Tuesday, November 04, 2025

November is Mitten Time

Daytime temperatures have scarcely been above freezing these days, resulting in cold hands on our walks. Gloves helped to some degree, but when I have to be holding onto a cane the whole time, and possibly removing the gloves to take a picture or seven, the poor little digits do suffer,

It was time to charge up the mitts, which you may recall, do have batteries and heating built in. They had languished unused for lo these many months.  ➡️ 

After plugging them in, the missus and I headed over to the pharmacy for both our flu and COVID jabs. Neither of us have suffered from either shot in the past, but I don't think that we have combined them like this. This morning, I can report that I am feeling fine and that I even had a half-decent sleep of almost six hours.

From the pharmacy, we headed to the grocery store for dessert and rolls for tonight's family dinner. I think it has been more than a month since we've had the fam over although we did get over to theirs for Thanksgiving a few weeks ago.

After shots and shopping we returned home to bundle up for what would be a pretty cold walk. Before heading off, I wanted to memorialize our first wearing of our hand warming devices for the impending 2025-26 winter. 

I set up the tripod. Our first efforts all turned out like this or even worse. Somehow, when I tried to trigger the phone camera from my watch, it caused lens to zoom. It was most perplexing  


After several more efforts, we achieved this ↓ result. Although it is good enough, it was still zooming in somewhat on its own and cutting off a bit of my foot. While that wasn't much of a problem, I wanted to get it right. I went back and forth between our pose position and the phone several times, but I was getting at least some zoom every time. 


We began to figure out that, somehow, it was moving my sleeve to trigger my watch that was, somehow,  causing the problem. We tried it again (we're on maybe the fifth try by now), but this time we found ourselves taking a video. Pretty funny, but would we ever manage to take the shot the way that I had set it up?


Finally, I captured the composition that I had envisioned, with Sue being the one to trigger my watch as I held my sleeve out of the way. 


Oh and by the way, I captured a very Bleak November sort of photo on our subsequent trail stroll.

The wind was howling, and then it began to rain while we were still a distance from our car.


Monday, November 03, 2025

November is Upon Us

November begins with the time change, which, believe it or not, I looked forward to this year. You see, I have been getting to sleep around 1 o'clock, give or take. I would prefer to get off to dreamland an hour earlier, like I was doing a few months ago. In fact, the sandman dropped in to see me by 11:30 on many a night.

With the time change, 1 o'clock would be 12, and I thought that my preferred adaptation would thus ensue seamlessly. 

Except that on that particular night, sleep eluded me until 2, which meant that it was 1 new time. I can verify this because I saw the flip with mine own bleary eyes as I stared anxiously at the darn clock. So now new time is the same as the old time. Blast it all.

November also begins with us emptying the flowerpots that were looking so good when I posted of them just last week. Despite still not being overcome by frost, they were beginning to show signs of losing their zest for life. Since the town's garden waste, autumn pickup begins today, we thought that we might as well pull the plants, bag them, and send them curbside.

Note: A peculiarity of our town is that they only pick up compostable garden waste for four weeks per year — two weeks in spring and two in autumn. And the autumn pickup starts today.

------------------------------------------------------------------------

▶ _Tasks_:
1. Answer these questions from the blog posts:
(a) Which two shots did the writer and the missus receive at the pharmacy?
(b) Who triggered the watch when the intended composition was finally captured?
(c) For how many weeks per year does the town pick up compostable garden waste?
2. Summarize the blog posts in three sentences.
3. Carry on the blog posts, starting after their final sentence.
The listing was taken from a separate source.

Stored data entries

------------------------------------------------------------------------

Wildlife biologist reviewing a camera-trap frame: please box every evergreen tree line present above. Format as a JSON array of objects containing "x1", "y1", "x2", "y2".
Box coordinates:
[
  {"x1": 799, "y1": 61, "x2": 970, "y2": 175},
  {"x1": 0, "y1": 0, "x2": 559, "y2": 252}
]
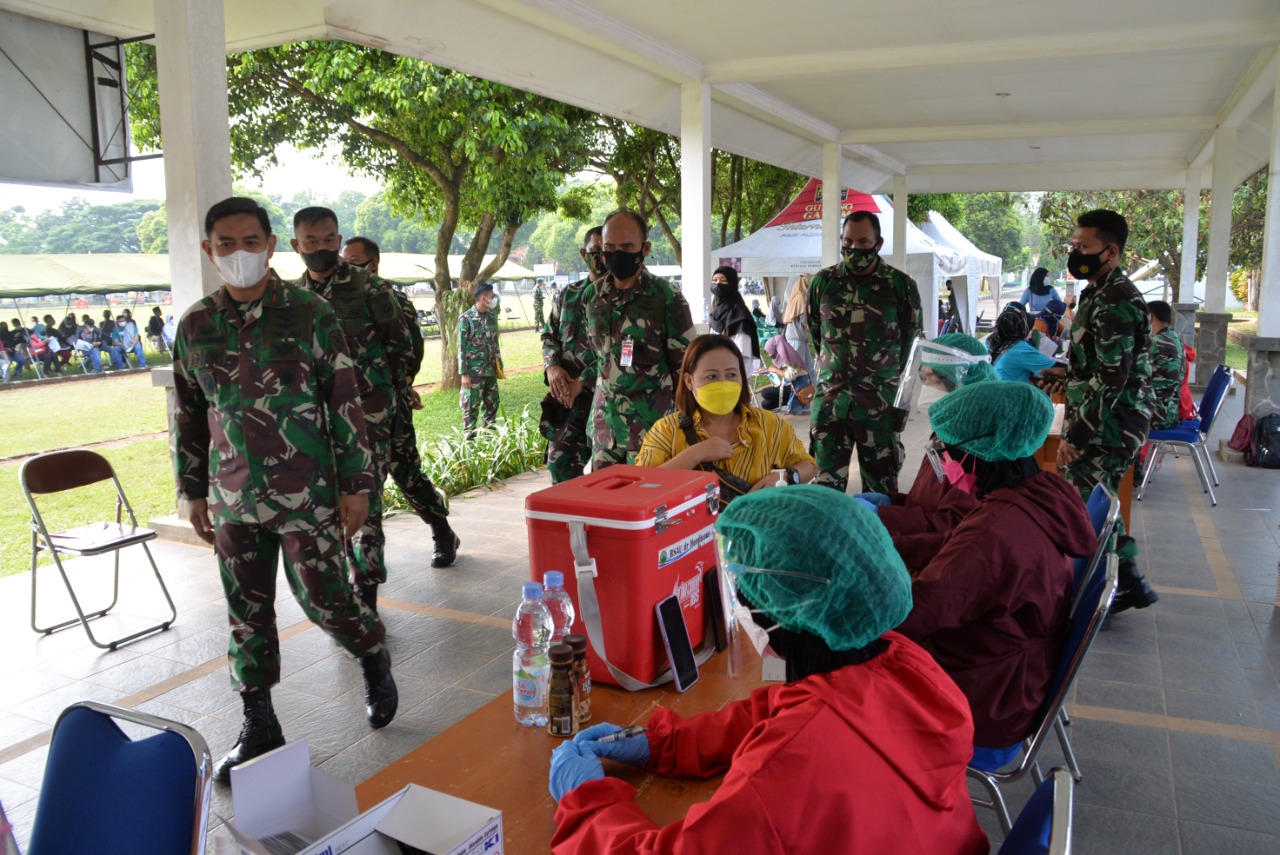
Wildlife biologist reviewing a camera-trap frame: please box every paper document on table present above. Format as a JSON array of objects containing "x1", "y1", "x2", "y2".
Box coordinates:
[{"x1": 1048, "y1": 403, "x2": 1066, "y2": 436}]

------------------------------------------------------------------------

▶ _Responses_:
1.
(a) Flu and COVID shots.
(b) Sue.
(c) Four weeks: two in spring and two in autumn.

2. The writer and Sue charged their battery-heated mitts, received flu and COVID shots at the pharmacy, and bought dessert and rolls for a family dinner. They then struggled to take a tripod photo, because triggering the phone camera from the watch made the lens zoom, until Sue triggered the watch while the writer held a sleeve out of the way. The earlier post explains that the time change failed to move the writer's bedtime earlier and that the couple emptied their flowerpots for the town's autumn garden-waste pickup, which runs only two weeks in spring and two in autumn.

3.
A third beginning to Cruel November is the bleakness which I bemoan with frequency. Most leaves are down, and with the skies looking grey these days . . . well look . . . ↓↓

 
Bleak 
House in a Bleak Month


Sunday, November 02, 2025

The Arena Walk

We don't visit the portion of the Riverwalk Trail by the arena often enough, so we made amends on Wednesday. While we often confine ourselves to the main, broad trail, we took a short subsidiary offshoot down to the river which is running very low. Actually, this is a distributary of the river that flows around McArthur island (other bank in photo).

This selfie shows a somewhat similar view but with much better foreground. 😎


I zoomed in on just reflections.


A wonderful thing happened. We heard a large and cacophonous skein of Canada Geese approaching, and then we saw them. I managed to capture a portion of the skein as they passed over the river. Possibly, I should have switched to video to also capture the sound, but I seldom think of  shooting video.



We returned to the main trail, and I eventually took one more photo of a well-lit little Y-shaped branch of young sumac, or at least a Y within a Y with another Y behind. It stood there shimmering at me and demanding to be photographed. What a nerve!




Saturday, November 01, 2025

Caturday 84: A Dose of the Feels

This card and pawprint stamps came in the mail this week from the veterinary clinic. Feels ensued  

Card is to the left and top with individual stamps on the right and bottom.
Maybe I will put a paw print in my wallet or stick one on my computer.


Meanwhile, Lacey's first podium flower, a yellow Mum, began to wilt, so I purchased another flower, much smaller this time: a pretty, pink Calandiva. The pink bow at the top in first photo tells us that the purchase price included a donation to the breast cancer society, which seems pretty catgone appropriate.



I tried to get a little arty with this ↓ shot. I might be able to use it as an overlay texture in another photo at some point. It could add a pink wash to an appropriate image if it were blended correctly. Well, that was my thinking anyway, but I don't use textures much. lol



Friday, October 31, 2025

Happy Halloween

Our neighbour across the street has erected quite a display. He's got a lot of stuff over there and some of it is big stuff, and it is in a little space that is also not very well lighted. Those conditions don't make for easy photography, but one must do one's best to rise to the occasion. These characters probably all have names, but I don't what they are, and I don't care much.

A tall guy and his cute, little puppy.


This scarecrow guy is even taller than the previous fellow. Erecting him must have been quite a feat. I have two shots. The second reveals how difficult it is in the dark when objects don't have their own lighting. I had to use my photoshop skills to get the Grim Reaper at the bottom left to be visible in the photo.



A genuine Hell's Angel maybe. 


This final bloke has no self-lighting, and I couldn't manage a decent photo in the dark. So, I took a daytime photo and tried to make it look like a night scene. I added lighting bolts in the process, but I think he is feeling a little down in the mouth.


I did shoot a few others, but I think these will suffice for this year.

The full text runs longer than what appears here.